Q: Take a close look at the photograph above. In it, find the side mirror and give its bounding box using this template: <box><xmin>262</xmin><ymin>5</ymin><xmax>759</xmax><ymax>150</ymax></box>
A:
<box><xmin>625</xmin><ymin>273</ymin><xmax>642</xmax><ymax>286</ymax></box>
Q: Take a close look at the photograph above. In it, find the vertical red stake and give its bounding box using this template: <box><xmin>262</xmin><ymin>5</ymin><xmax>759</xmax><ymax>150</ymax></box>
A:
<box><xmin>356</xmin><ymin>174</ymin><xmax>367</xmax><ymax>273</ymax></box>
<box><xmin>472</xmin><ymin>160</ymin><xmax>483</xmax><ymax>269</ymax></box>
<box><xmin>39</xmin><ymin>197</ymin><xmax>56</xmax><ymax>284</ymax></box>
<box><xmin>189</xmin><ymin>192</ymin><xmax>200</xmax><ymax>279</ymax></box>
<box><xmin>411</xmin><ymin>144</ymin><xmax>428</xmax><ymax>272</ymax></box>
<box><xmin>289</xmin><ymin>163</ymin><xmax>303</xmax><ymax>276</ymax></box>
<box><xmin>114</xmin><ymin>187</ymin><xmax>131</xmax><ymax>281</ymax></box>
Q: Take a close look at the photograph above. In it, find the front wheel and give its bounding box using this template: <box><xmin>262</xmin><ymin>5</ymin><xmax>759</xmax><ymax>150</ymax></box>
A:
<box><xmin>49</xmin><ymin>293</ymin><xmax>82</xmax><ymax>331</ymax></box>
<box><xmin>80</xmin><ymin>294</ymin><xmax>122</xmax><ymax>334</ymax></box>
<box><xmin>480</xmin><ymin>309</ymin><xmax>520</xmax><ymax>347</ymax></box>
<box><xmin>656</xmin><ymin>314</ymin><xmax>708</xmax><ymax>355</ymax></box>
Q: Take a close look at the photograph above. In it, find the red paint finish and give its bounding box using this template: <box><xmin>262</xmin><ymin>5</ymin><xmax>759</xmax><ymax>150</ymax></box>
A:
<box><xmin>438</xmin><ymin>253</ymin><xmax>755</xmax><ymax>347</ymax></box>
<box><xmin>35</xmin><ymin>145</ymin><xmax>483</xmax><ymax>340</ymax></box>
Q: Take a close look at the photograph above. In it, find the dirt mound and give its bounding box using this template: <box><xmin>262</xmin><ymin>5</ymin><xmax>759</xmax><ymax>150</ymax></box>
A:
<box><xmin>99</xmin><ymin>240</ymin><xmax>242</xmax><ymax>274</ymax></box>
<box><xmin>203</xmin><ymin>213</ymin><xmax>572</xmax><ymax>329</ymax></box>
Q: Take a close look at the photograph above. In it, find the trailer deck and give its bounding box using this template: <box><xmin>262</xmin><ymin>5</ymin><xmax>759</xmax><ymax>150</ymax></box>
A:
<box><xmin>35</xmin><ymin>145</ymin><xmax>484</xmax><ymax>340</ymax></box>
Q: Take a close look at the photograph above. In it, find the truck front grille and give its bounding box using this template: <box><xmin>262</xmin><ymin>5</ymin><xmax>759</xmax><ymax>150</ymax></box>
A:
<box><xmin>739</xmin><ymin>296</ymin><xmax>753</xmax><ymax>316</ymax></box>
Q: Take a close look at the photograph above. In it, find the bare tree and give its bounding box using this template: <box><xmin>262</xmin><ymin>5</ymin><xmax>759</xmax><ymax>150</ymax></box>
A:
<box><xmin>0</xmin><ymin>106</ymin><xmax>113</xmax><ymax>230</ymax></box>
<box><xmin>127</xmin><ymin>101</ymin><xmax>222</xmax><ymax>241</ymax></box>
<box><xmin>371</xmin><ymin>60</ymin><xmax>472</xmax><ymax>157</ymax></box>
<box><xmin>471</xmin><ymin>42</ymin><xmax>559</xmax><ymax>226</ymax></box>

CHALLENGE> Write out every line of the listing above exactly as it appears, with nothing changed.

EXERCISE OUTPUT>
Q: Take a close look at the photograph above. In it, find the side mirror and give its bounding box using this template: <box><xmin>262</xmin><ymin>5</ymin><xmax>759</xmax><ymax>150</ymax></box>
A:
<box><xmin>625</xmin><ymin>273</ymin><xmax>642</xmax><ymax>286</ymax></box>
Q: Take a close look at the photograph above. In it, find the vertical red stake and give its bounding box using this template: <box><xmin>262</xmin><ymin>5</ymin><xmax>759</xmax><ymax>150</ymax></box>
A:
<box><xmin>356</xmin><ymin>174</ymin><xmax>367</xmax><ymax>273</ymax></box>
<box><xmin>472</xmin><ymin>160</ymin><xmax>483</xmax><ymax>269</ymax></box>
<box><xmin>39</xmin><ymin>197</ymin><xmax>56</xmax><ymax>284</ymax></box>
<box><xmin>189</xmin><ymin>192</ymin><xmax>200</xmax><ymax>279</ymax></box>
<box><xmin>411</xmin><ymin>144</ymin><xmax>428</xmax><ymax>272</ymax></box>
<box><xmin>289</xmin><ymin>163</ymin><xmax>303</xmax><ymax>276</ymax></box>
<box><xmin>114</xmin><ymin>187</ymin><xmax>131</xmax><ymax>281</ymax></box>
Q: Take a close look at the photograph above. In it, find the front wheel and give its bounding box using this template: <box><xmin>262</xmin><ymin>5</ymin><xmax>759</xmax><ymax>150</ymax></box>
A:
<box><xmin>49</xmin><ymin>293</ymin><xmax>82</xmax><ymax>331</ymax></box>
<box><xmin>80</xmin><ymin>294</ymin><xmax>122</xmax><ymax>334</ymax></box>
<box><xmin>480</xmin><ymin>309</ymin><xmax>520</xmax><ymax>347</ymax></box>
<box><xmin>656</xmin><ymin>314</ymin><xmax>708</xmax><ymax>355</ymax></box>
Q: Take a close look at the photograph above. In it, find the red paint finish and give its bounding box using this template: <box><xmin>262</xmin><ymin>5</ymin><xmax>759</xmax><ymax>150</ymax></box>
A:
<box><xmin>438</xmin><ymin>253</ymin><xmax>755</xmax><ymax>347</ymax></box>
<box><xmin>35</xmin><ymin>145</ymin><xmax>483</xmax><ymax>340</ymax></box>
Q: Take a close look at the photograph above. In it, find the dirt mound and give its bounding box using this template: <box><xmin>262</xmin><ymin>5</ymin><xmax>759</xmax><ymax>150</ymax></box>
A:
<box><xmin>99</xmin><ymin>240</ymin><xmax>242</xmax><ymax>274</ymax></box>
<box><xmin>203</xmin><ymin>213</ymin><xmax>572</xmax><ymax>329</ymax></box>
Q: Take a close look at the photograph above. In it, find the trailer deck and give its bounding box using this template: <box><xmin>262</xmin><ymin>5</ymin><xmax>759</xmax><ymax>150</ymax></box>
A:
<box><xmin>35</xmin><ymin>145</ymin><xmax>484</xmax><ymax>340</ymax></box>
Q: Take a close look at the photograph above. In it, find the truck front grille and give its bounding box using this template: <box><xmin>262</xmin><ymin>5</ymin><xmax>759</xmax><ymax>150</ymax></box>
A:
<box><xmin>739</xmin><ymin>296</ymin><xmax>753</xmax><ymax>316</ymax></box>
Q: Take a close look at the photograph above. In it, find the bare tree and give its bounding box using this template: <box><xmin>262</xmin><ymin>5</ymin><xmax>759</xmax><ymax>150</ymax></box>
A:
<box><xmin>0</xmin><ymin>106</ymin><xmax>113</xmax><ymax>230</ymax></box>
<box><xmin>127</xmin><ymin>101</ymin><xmax>222</xmax><ymax>241</ymax></box>
<box><xmin>371</xmin><ymin>60</ymin><xmax>472</xmax><ymax>157</ymax></box>
<box><xmin>471</xmin><ymin>42</ymin><xmax>559</xmax><ymax>226</ymax></box>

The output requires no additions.